═══ Text section

Sunday, January 5, 2014
Fear of Massive Change
It’s no secret that the West and it
staunch economic allies, like Japan, are facing growth “in others” that is
threatening to transfer economic power of these mega-incumbents to the rising
wealth being generated in oil and mineral rich, technologically advanced
Russia, manufacturing heavy-weight China, and possibly even nations like
Brazil, India and even tiny (in terms of population) Australia and Canada.
While the U.S. is producing more fossil fuels, relying less on imports, the
number of new hard U.S. patents is falling as those in China rise, our
educational standards are deteriorating rapidly as basic educational standards
in places like Shanghai and Singapore rise to the top, our trade imbalance is
still against us and our deficit is rising.
For once glorious nations facing the prospect of moving to second class
(or worse) global economic power – which has a direct and immediate impact on
political influence – some go gracefully and adapt (like England) while others
revel in the myth and mystique of older values and powerful, often military
traditions. The response to economic crumbling – in Japan it was the denial of
access to regional oil and in Germany it was the crush of the burdens of
“reparations” imposed by the West after World War I – is often a “return” to
such traditional values, backed by a prioritization of military power. World
War II is a clear example of a response to these pressures. Nazis extolled
Teutonic purity and power, while the embrace of military power by a chosen people emboldened Japan to choose a violent
path of reassertion.

══════
═══ Raw records

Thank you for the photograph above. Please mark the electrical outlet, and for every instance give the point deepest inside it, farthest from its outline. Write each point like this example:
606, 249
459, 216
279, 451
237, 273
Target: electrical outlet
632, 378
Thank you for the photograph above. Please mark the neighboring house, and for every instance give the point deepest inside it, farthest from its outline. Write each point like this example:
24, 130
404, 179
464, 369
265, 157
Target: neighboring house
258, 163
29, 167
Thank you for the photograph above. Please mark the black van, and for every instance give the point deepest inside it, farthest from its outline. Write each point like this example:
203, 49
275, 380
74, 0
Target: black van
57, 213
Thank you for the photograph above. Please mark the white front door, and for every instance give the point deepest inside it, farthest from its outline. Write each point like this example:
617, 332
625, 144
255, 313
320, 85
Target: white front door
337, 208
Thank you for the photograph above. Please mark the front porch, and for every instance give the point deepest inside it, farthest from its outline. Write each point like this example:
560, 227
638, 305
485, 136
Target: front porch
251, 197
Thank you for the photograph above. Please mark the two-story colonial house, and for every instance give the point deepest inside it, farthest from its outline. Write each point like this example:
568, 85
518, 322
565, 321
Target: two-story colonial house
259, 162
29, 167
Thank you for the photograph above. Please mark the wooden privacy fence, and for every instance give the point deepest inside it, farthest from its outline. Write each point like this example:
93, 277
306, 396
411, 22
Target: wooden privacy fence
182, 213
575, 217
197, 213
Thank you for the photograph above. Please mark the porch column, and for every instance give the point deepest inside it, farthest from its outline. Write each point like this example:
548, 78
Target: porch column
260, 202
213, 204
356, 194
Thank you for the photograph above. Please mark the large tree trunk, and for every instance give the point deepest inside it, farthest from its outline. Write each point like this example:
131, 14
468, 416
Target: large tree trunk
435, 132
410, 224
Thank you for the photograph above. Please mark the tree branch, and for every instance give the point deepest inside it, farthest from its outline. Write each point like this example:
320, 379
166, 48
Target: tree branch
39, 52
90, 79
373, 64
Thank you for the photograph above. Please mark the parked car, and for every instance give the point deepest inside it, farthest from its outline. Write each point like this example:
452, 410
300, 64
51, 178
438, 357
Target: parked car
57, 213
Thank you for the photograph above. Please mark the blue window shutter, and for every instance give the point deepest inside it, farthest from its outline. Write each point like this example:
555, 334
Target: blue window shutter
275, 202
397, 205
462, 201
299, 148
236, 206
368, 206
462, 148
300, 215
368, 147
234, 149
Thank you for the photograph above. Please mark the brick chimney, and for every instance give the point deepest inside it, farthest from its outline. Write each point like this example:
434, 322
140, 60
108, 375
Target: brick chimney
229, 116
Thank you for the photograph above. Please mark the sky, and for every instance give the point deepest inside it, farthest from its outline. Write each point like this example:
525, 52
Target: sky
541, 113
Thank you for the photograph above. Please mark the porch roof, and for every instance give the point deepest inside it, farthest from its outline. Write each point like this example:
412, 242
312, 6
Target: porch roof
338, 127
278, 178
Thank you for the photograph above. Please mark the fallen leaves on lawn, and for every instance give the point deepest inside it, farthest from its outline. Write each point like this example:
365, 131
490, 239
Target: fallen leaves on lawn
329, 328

══════

_Stated exercise A_
In the post on fear of massive change, list the nations named as places where rising wealth is being generated.
_Stated exercise B_
Carry the post on fear of massive change forward from its final sentence.

_Expected output A_
Russia, China, Brazil, India, Australia, Canada

_Expected output B_
The rise of the American religious right – resisting immigration
primarily by non-whites regardless of their educational abilities, praising gun
ownership and fundamentalist religious values from an earlier era, vowing to
cut support for the poor and weak as unnecessary burdens for the rest while
embracing the supporting the largest and most powerful military force on earth
– is a fairly typical response to the underlying fear of losing what was assumed
to be permanent global superiority. History repeats itself, and no matter how
we think we are different, we are proving that modernity does not change such
ancient reactions we describe as human nature. That history has shown these
desperate acts only serve to accelerate the worst fears-into-reality is hardly
a deterrent to a society that simply refuses to study, much less learn from,
historical precedents. We want to go back to golden times, by force if
necessary.
The little signs of a right wing government in Japan are equally
significant. The tough stand against a superior military foe (China) over some
unpopulated islands, the visit by Prime Minister Shinzo Abe (pictured above) to
a shrine dedicated to military heroes that many in the world view as monsters
and war criminals who perpetrated murder, torture, ruthless conquest and forced
slavery (including sexual), and now the rewriting of textbooks to whitewash
some of these atrocities are examples that when aggregated suggest the rise of
the traditionalist right in this small but populace country.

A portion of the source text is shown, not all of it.